● Records supplied:

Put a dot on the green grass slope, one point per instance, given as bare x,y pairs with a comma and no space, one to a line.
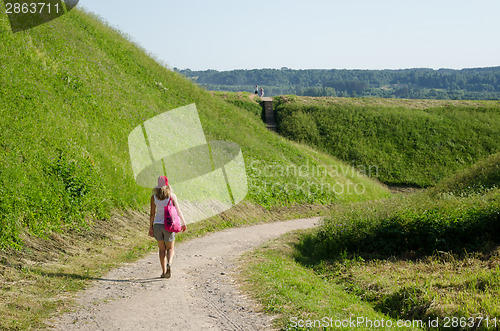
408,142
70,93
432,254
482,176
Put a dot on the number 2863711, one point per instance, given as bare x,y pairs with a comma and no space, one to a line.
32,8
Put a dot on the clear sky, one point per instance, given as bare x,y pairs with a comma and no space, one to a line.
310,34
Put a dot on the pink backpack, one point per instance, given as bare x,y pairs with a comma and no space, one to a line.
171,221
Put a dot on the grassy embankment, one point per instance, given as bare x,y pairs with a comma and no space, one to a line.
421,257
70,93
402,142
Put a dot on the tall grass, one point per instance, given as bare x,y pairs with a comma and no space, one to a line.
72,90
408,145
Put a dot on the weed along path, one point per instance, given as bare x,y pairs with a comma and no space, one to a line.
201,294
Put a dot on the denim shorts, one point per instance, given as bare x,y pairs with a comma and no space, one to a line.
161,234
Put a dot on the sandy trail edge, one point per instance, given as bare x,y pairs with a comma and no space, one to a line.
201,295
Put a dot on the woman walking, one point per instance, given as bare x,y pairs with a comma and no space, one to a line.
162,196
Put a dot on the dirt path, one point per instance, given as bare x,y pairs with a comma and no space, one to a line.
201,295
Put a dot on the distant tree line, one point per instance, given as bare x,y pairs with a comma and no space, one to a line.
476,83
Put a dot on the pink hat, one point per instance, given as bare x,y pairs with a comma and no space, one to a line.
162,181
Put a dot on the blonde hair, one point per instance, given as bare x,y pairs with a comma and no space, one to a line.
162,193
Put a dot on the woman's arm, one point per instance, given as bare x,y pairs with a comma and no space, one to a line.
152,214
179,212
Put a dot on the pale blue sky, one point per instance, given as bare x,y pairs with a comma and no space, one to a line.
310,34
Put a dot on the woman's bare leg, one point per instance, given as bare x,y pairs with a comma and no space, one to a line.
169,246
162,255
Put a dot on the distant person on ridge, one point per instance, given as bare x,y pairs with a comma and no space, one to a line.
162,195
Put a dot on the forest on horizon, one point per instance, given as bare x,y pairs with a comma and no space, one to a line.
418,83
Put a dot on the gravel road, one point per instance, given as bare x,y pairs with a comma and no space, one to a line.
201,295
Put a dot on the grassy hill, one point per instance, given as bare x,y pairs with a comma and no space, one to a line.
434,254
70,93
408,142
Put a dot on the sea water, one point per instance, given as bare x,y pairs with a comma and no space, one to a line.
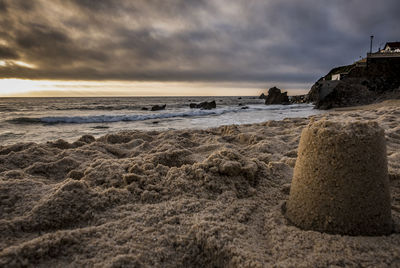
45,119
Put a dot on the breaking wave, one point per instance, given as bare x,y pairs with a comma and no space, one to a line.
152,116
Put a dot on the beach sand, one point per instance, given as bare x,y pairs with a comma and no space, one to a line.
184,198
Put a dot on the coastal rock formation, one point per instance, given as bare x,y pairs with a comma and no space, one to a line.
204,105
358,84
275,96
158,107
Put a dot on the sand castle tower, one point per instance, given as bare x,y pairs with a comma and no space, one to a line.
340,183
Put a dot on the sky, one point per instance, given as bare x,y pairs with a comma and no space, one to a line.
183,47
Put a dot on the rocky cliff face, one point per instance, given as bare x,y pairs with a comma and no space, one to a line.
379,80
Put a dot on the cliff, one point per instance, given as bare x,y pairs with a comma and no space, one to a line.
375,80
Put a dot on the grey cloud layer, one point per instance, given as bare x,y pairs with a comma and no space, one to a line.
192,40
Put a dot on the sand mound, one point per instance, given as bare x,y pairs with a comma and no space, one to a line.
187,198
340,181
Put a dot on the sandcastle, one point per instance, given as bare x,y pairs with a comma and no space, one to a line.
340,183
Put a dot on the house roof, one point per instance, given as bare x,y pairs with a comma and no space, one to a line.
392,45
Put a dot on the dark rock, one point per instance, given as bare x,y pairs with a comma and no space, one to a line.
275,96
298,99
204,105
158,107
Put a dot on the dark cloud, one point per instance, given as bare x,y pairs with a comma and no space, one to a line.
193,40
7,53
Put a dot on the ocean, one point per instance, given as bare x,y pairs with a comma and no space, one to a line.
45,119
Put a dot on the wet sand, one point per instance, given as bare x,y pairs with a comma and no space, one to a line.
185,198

● What is required: Retype all the entries exactly; drop the pictures.

● Finished task:
Put a dot on the green grass slope, one point per instance, given as bare x,y pairs with a comma and no space, one to a line.
408,142
70,93
432,254
482,176
Put a dot on the number 2863711, one point per instance, given as bare x,y pairs with a comma and no space, one to a line.
32,8
Put a dot on the clear sky, one point per instance, given as bare x,y pairs with a comma and no space, one to a line.
310,34
Put a dot on the pink backpack, one point per instance, given as bare x,y pairs with a comma and no space, one to a line.
171,221
Put a dot on the grassy embankment, one point per instance, given as bare x,y pairs with a comma and no space, one to a line.
421,257
70,93
402,142
Put a dot on the tall grass, one point per instance, given as bare x,y pairs with a comma and no space, one to a line.
72,90
408,145
Put a dot on the weed along path, one point per instance, given as bare x,y pairs with a comma and no space, one to a line.
201,294
Put a dot on the denim shorts, one point per instance, given as bare x,y pairs with a comma and no space, one to a line.
161,234
Put a dot on the sandy trail edge, one point per instance, given as bare x,y pairs with a comma and no space, one to a line.
201,295
Put a dot on the woman walking, one point per instance, given as bare x,y pairs with a comma and no space, one to a line.
162,196
Put a dot on the dirt path, one point per instance, given as bare x,y pairs with a comma and no space, one to a line.
201,295
Put a dot on the distant tree line, one point per instance, given as bare x,y pairs with a comma and no space, one to a line.
476,83
Put a dot on the pink hat, one point per instance, given as bare x,y pairs with a comma and no space, one to a line.
162,181
Put a dot on the blonde hair, one point per instance, given as bare x,y pairs with a comma and no space, one to a line.
162,193
Put a dot on the woman's arm, one point per instance, given as bare x,y pairs with a comma and no space, one to a line.
152,214
179,212
Put a dot on the pale blue sky, one point per instance, given as bare x,y pairs with a comma and no space, one to a line.
310,34
Put a dot on the woman's bare leg, one point per instance, given as bare x,y pairs with a comma and no space, one to a line.
169,246
162,255
Put a dot on the distant person on ridge, one point per instance, given as bare x,y pairs with a comma and no space, one to a line.
162,195
Put a dot on the forest on horizon, one point per instance, given as bare x,y pairs with a comma and no space, one to a line.
418,83
Put a dot on the gravel road, one point per instance, given as bare x,y pairs with a comma and no space, one to a line.
201,295
Put a dot on the grassy hill, one point per instance, given as bare x,y pairs with a comma and no space, one to a line.
434,254
70,93
408,142
Put a dot on the sea water, one point per instance, given as bare x,y pairs with a comma and no space, one to a line.
45,119
Put a dot on the breaking wave, one point per instance, given as bare x,y pairs with a comma and no space, one to a line.
152,116
Put a dot on the beach sand, one point per instance, given as bare x,y pairs with a comma and no space, one to a line.
184,198
Put a dot on the coastal rock formation, one point per instance, given as bare x,y pairs with a comma and no space, one to a line.
204,105
358,84
275,96
158,107
Put a dot on the sand castle tower, one point per instance, given as bare x,y pairs with a comma and no space, one to a line.
340,183
Put a dot on the sky, one point per instance, given as bare x,y pairs with a comma and no space, one to a line.
183,47
Put a dot on the rocky cliff face, one point per instance, given as bare x,y pairs with a comma and no space, one to a line.
379,80
Put a dot on the cliff, one point per instance, given as bare x,y pairs with a comma and no space, one to a line.
375,80
Put a dot on the grey cloud layer, one point per instance, given as bare x,y pairs with a comma and no space, one to a line.
192,40
Put a dot on the sand mound, one point per instance, given as bare x,y pairs with a comma and no space, one to a line.
187,198
340,181
Put a dot on the sandcastle, one point per instance, given as bare x,y pairs with a comma and no space, one to a line.
340,183
Put a dot on the house roof, one point per instance, given as bare x,y pairs with a comma and no space, one to a line.
392,45
Put a dot on the dark rock, one point per instance, given as bare x,y pairs with a comma and no space, one to a line.
275,96
298,99
204,105
158,107
Put a dot on the dark cloud, one point per instance, given as bare x,y pairs with a comma and no space, one to a line.
193,40
7,53
Put a dot on the ocean, one point per instance, given as bare x,y pairs with a comma and no space, one to a line.
45,119
Put a dot on the wet sand, one point per instance, given as bare x,y pairs with a comma and no space, one to a line.
185,198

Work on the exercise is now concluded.